> _Поставленная задача 1_
Перечислите все места, куда, согласно фрагменту о Носике, он заявлялся в кипе.

> _Текстовый фрагмент_
◆ ◆ ◆

Носик предложил мне выпить, в частности, упомянув, что водка, подававшаяся здесь, несомненно, кошерная. Я сказал, что она не кошерная, поскольку при её изготовлении, может быть, и не присутствовал еврей, на что Носик совершенно спокойно заявил, что еврей есть везде. После чего мы выпили, и даже существенно. Носик при этом демонстрировал знакомство с предметом, т. е. было видно, что это не юноша, который первый раз в жизни берёт стопку водки, а скорее закалённый боец. Очень он лихо всё это дело наворачивал.
Но в кипе Носик заявлялся не только на тусовки отцов-основателей Рунета, которых подобным аксессуаром трудно было шокировать, но и в администрацию президента и на Центральное телевидение, где, как мы помним, в конце девяностых только-только учились вместо «лица еврейской национальности» выговаривать «евреи».

◆ ◆ ◆

> _Исходный листинг_
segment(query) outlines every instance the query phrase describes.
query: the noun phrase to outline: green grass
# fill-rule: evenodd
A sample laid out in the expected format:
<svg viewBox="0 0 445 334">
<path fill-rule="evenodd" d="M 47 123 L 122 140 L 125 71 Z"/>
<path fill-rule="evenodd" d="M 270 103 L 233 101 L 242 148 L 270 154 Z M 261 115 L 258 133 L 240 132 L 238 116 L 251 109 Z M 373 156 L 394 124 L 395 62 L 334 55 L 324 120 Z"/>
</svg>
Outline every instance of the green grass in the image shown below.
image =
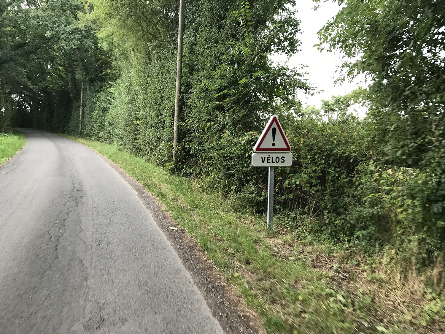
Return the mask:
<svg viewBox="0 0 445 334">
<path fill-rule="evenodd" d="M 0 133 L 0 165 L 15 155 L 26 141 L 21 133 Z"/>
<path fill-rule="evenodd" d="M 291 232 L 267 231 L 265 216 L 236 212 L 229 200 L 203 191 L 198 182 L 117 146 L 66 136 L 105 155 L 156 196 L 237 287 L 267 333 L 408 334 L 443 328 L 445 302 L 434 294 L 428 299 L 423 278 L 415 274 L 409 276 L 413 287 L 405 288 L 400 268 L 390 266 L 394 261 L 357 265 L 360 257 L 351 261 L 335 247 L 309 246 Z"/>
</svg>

◆ ◆ ◆

> _Поставленная задача 2_
Продублируйте в листинге всё от его начала вниз до строки, содержащей «47 123 L 122», включительно.

> _Ответ на задачу 1_
- тусовки отцов-основателей Рунета
- администрация президента
- Центральное телевидение

> _Ответ на задачу 2_
segment(query) outlines every instance the query phrase describes.
query: the noun phrase to outline: green grass
# fill-rule: evenodd
A sample laid out in the expected format:
<svg viewBox="0 0 445 334">
<path fill-rule="evenodd" d="M 47 123 L 122 140 L 125 71 Z"/>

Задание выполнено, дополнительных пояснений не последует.